### SHORT EXERCISE
Please rewrite the material below, replacing "innermost point" with "central point" and leaving everything else unchanged. Leave the pictures out of your answer.

Object position labeling entries:
/---
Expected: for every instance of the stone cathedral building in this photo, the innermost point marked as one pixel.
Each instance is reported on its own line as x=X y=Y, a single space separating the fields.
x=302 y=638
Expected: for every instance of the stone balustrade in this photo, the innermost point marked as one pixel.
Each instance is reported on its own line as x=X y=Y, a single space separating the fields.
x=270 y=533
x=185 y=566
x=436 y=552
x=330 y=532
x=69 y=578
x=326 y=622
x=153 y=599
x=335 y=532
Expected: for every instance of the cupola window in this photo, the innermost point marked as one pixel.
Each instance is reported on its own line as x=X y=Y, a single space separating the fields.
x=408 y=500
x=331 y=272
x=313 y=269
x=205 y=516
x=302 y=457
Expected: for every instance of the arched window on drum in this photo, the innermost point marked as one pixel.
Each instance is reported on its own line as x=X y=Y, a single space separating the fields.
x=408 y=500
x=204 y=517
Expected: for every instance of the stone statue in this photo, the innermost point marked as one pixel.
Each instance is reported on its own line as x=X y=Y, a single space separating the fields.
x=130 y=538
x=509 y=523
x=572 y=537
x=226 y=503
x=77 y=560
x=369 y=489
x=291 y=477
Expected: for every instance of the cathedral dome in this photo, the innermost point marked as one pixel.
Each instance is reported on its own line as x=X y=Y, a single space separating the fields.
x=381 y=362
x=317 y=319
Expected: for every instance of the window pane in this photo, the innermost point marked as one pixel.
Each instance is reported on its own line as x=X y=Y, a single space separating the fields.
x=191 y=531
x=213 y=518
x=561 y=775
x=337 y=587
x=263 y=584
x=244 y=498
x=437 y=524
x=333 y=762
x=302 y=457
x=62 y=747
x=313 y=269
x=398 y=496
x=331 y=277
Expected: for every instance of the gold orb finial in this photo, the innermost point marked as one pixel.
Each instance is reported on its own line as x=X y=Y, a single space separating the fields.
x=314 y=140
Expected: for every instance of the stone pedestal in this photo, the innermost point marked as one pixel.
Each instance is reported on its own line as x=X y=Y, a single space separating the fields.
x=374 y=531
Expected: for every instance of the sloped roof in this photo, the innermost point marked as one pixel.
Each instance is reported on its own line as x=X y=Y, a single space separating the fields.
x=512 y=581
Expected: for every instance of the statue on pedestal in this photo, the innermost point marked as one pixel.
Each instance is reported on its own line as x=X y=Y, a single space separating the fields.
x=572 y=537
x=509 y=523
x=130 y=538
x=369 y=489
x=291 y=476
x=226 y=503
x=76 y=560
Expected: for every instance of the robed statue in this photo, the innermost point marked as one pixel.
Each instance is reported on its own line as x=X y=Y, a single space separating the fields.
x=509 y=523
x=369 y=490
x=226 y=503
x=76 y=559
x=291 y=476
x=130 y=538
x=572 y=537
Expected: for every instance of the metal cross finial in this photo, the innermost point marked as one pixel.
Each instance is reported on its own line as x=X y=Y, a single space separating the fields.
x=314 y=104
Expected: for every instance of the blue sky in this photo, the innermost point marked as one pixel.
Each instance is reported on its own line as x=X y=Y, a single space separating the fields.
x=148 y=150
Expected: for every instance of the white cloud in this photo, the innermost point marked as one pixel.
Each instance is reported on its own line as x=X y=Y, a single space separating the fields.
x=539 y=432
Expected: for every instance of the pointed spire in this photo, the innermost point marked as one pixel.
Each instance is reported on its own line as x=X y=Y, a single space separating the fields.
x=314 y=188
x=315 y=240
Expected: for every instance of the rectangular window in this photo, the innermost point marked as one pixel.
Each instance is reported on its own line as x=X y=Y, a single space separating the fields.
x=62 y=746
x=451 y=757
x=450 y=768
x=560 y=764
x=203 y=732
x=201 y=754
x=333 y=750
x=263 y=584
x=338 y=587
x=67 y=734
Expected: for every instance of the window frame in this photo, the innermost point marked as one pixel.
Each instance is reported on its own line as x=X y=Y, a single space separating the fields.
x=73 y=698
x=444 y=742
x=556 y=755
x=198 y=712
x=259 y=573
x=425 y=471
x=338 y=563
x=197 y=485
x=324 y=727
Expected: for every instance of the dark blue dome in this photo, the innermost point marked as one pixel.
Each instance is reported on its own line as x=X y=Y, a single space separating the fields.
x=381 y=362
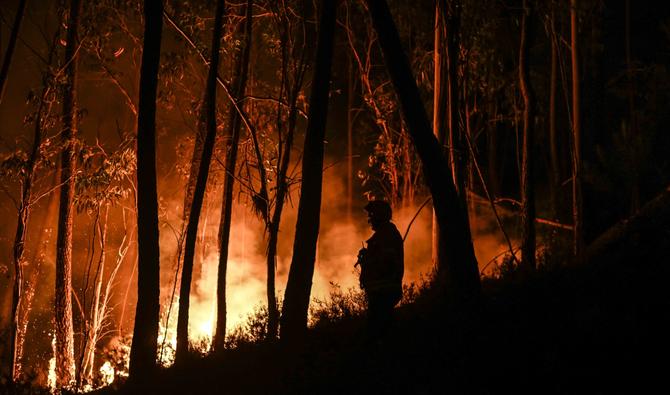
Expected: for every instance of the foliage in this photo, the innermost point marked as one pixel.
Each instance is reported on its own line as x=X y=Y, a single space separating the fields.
x=252 y=331
x=106 y=183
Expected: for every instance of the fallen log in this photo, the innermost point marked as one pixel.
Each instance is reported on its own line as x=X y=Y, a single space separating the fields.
x=654 y=216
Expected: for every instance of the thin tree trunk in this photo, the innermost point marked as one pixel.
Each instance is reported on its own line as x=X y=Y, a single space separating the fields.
x=632 y=121
x=96 y=313
x=145 y=333
x=282 y=185
x=351 y=91
x=16 y=335
x=577 y=215
x=202 y=163
x=553 y=137
x=11 y=44
x=65 y=366
x=298 y=287
x=457 y=270
x=527 y=190
x=456 y=142
x=241 y=74
x=440 y=89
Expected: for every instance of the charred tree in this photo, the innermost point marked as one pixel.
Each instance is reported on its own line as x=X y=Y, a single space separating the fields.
x=209 y=116
x=11 y=44
x=555 y=178
x=65 y=366
x=440 y=89
x=527 y=190
x=145 y=332
x=577 y=214
x=293 y=64
x=27 y=181
x=456 y=141
x=298 y=287
x=241 y=74
x=457 y=269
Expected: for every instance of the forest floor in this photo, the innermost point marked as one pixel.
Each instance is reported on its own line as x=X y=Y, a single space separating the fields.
x=596 y=327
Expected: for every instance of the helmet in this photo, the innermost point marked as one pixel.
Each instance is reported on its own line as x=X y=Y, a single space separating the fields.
x=379 y=210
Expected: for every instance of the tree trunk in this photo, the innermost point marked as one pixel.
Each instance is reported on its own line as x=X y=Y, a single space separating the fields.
x=241 y=74
x=65 y=366
x=457 y=152
x=440 y=89
x=96 y=312
x=351 y=91
x=577 y=215
x=16 y=334
x=202 y=163
x=145 y=333
x=282 y=188
x=298 y=287
x=632 y=115
x=527 y=190
x=457 y=269
x=555 y=179
x=11 y=44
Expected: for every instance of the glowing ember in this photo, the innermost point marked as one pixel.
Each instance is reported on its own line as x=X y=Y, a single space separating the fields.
x=107 y=373
x=51 y=377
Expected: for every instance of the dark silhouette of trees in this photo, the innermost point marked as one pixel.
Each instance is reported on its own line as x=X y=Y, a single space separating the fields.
x=11 y=44
x=527 y=148
x=27 y=180
x=298 y=287
x=577 y=208
x=240 y=83
x=457 y=270
x=65 y=367
x=208 y=122
x=145 y=333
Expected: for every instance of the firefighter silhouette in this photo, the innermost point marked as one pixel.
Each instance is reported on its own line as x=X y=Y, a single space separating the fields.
x=382 y=267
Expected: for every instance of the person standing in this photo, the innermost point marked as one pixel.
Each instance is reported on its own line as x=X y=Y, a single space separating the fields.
x=382 y=268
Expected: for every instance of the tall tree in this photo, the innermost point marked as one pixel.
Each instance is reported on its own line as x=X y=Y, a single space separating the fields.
\---
### RESULT FOR THIS EXERCISE
Expected: for every instance of the stone cathedral building in this photo, the central point marked as one pixel.
Each instance is reported on its own line as x=X y=Y, a single space separating the fields.
x=302 y=638
Expected: for every instance of the stone balustrade in this photo, the central point marked as one pixel.
Each instance is reported on its own line as x=X y=Y, a single space separating the fields.
x=270 y=533
x=185 y=566
x=436 y=552
x=330 y=532
x=69 y=578
x=326 y=622
x=153 y=599
x=335 y=532
Expected: for every instance of the cupola window in this photo, the central point marked as one pixel.
Each instance is reported on its own line as x=X y=Y, a single space separating the fields.
x=408 y=500
x=331 y=272
x=313 y=269
x=205 y=516
x=302 y=457
Expected: for every instance of the arched window on drum in this photo, the central point marked as one pixel.
Each instance is reported on its own line as x=X y=Y, a single space separating the fields.
x=408 y=500
x=204 y=517
Expected: for every instance of the stone statue in this photo, the central point marked as one pixel.
Each instance is reported on its own line as x=X y=Y, a single space separating the fields.
x=130 y=538
x=509 y=523
x=572 y=537
x=226 y=503
x=77 y=560
x=369 y=489
x=291 y=477
Expected: for every instance of the cathedral dome in this photo, the central point marked as one pixel.
Each instance is reported on its own line as x=X y=Y, a single space separating the fields.
x=381 y=362
x=317 y=319
Expected: for every instance of the window pane in this photo, the central point marked as one pixel.
Each instance is reported on its own line as x=X y=Y, a single space separating the fields.
x=191 y=531
x=213 y=518
x=561 y=775
x=337 y=587
x=263 y=584
x=244 y=498
x=437 y=524
x=333 y=762
x=302 y=457
x=62 y=747
x=313 y=269
x=398 y=496
x=331 y=277
Expected: for every instance of the gold orb finial in this photo, the central point marked as one pixel.
Each instance is reported on its own line as x=X y=Y, a single space separating the fields.
x=314 y=140
Expected: for every instance of the stone pedestal in this photo, the central point marked as one pixel.
Each instance is reported on its own line as x=X y=Y, a single space separating the fields.
x=374 y=531
Expected: for every instance of the sloped roof in this photo, the central point marked as one pixel.
Each instance is reported on its own line as x=X y=Y, a single space separating the fields.
x=512 y=581
Expected: for every instance of the statue on pedestal in this photo, the central point marked as one pixel.
Each instance is reported on its own line as x=X y=Y, a single space separating the fields.
x=572 y=537
x=509 y=523
x=130 y=538
x=369 y=489
x=291 y=476
x=226 y=503
x=76 y=560
Expected: for every instance of the robed statue in this photo, the central point marked as one pixel.
Each instance is reported on its own line as x=X y=Y, a single space separating the fields.
x=509 y=523
x=369 y=490
x=226 y=503
x=76 y=559
x=291 y=476
x=130 y=538
x=572 y=537
Expected: for every instance of the metal cross finial in this photo, the central point marked as one pixel.
Each instance is reported on its own line as x=X y=Y, a single space separating the fields.
x=314 y=104
Expected: for every instance of the blue sky in this photo, the central point marked as one pixel.
Each instance is reported on its own line as x=X y=Y, a single space separating the fields.
x=148 y=150
Expected: for every instance of the white cloud in this photo, the central point marked as one pixel.
Each instance is reported on its own line as x=X y=Y, a single space separating the fields.
x=539 y=432
Expected: for every instance of the pointed spire in this photo, the central point marked as one pixel.
Each instance is reported on its own line as x=X y=Y, a single space separating the fields.
x=314 y=188
x=315 y=240
Expected: for every instance of the rectangular window in this photo, the central point marked as one pixel.
Each instance is reported on its own line as x=X y=Y, a single space separating the fields.
x=62 y=746
x=451 y=757
x=450 y=768
x=560 y=764
x=203 y=732
x=201 y=754
x=333 y=750
x=263 y=584
x=338 y=587
x=67 y=734
Expected: for every instance of the window frame in this photo, the central point marked as one pixel.
Each instance is reported on its own line as x=X y=Y, a single space separating the fields.
x=73 y=698
x=444 y=742
x=556 y=755
x=198 y=712
x=259 y=573
x=425 y=471
x=338 y=563
x=197 y=485
x=324 y=727
Expected: for every instance of the dark blue dome in this photo, the central point marked as one pixel.
Each instance is reported on its own line as x=X y=Y, a single space separating the fields.
x=381 y=362
Expected: for every instance of the foliage in this photo, the central point marked as one pixel.
Each instance is reported on its own line as x=X y=Y, a single space separating the fields.
x=252 y=331
x=106 y=183
Expected: for every instance of the fallen log in this photo, the central point marked as one pixel.
Each instance is reported on its own line as x=X y=Y, a single space separating the fields.
x=654 y=216
Expected: for every instance of the thin tree trunk in this photo, the central point marked as one pixel.
Each instance is reported on its own line as x=X y=Y, a single space separating the fields.
x=632 y=121
x=96 y=313
x=145 y=333
x=282 y=185
x=351 y=91
x=16 y=335
x=577 y=215
x=202 y=163
x=553 y=137
x=11 y=44
x=65 y=366
x=298 y=287
x=457 y=270
x=527 y=190
x=456 y=142
x=241 y=74
x=440 y=89
Expected: for every instance of the charred tree in this photo, the central point marked as one pixel.
Each instance is reported on its own line as x=X y=Y, a single space separating the fields.
x=209 y=116
x=11 y=44
x=555 y=178
x=65 y=366
x=440 y=89
x=527 y=190
x=145 y=332
x=577 y=214
x=293 y=64
x=27 y=181
x=456 y=141
x=298 y=287
x=241 y=74
x=457 y=269
Expected: for every instance of the forest floor in this photo, the central point marked as one pixel.
Each instance is reported on its own line as x=X y=Y, a single space separating the fields.
x=596 y=327
Expected: for every instance of the helmet in this photo, the central point marked as one pixel.
Each instance is reported on its own line as x=X y=Y, a single space separating the fields.
x=379 y=210
Expected: for every instance of the tree trunk in this photo, the central point marked as one pixel.
Each instance is reported on its own line as x=X y=Y, a single space separating the fields.
x=241 y=74
x=65 y=366
x=457 y=152
x=440 y=89
x=96 y=312
x=351 y=91
x=577 y=215
x=16 y=334
x=202 y=163
x=145 y=333
x=282 y=188
x=298 y=287
x=632 y=115
x=527 y=190
x=457 y=269
x=555 y=179
x=11 y=44
Expected: for every instance of the glowing ember in this photo, the central point marked as one pixel.
Each instance is reported on its own line as x=X y=Y, a single space separating the fields.
x=107 y=373
x=51 y=377
Expected: for every instance of the dark silhouette of trees in this photo, the central point marked as one pixel.
Each instance is reported on its own line as x=X y=Y, a single space separating the fields.
x=11 y=44
x=527 y=148
x=27 y=180
x=298 y=287
x=577 y=208
x=240 y=83
x=457 y=270
x=65 y=367
x=208 y=122
x=145 y=333
Expected: for every instance of the firefighter silhouette in this photo, the central point marked as one pixel.
Each instance is reported on its own line as x=X y=Y, a single space separating the fields.
x=382 y=267
Expected: for every instance of the person standing in this photo, the central point marked as one pixel.
Each instance is reported on its own line as x=X y=Y, a single space separating the fields.
x=382 y=268
Expected: for every instance of the tall tree in this photo, the central point marked as one pixel.
Each instance is reported on its own line as x=X y=Y, a single space separating the fields.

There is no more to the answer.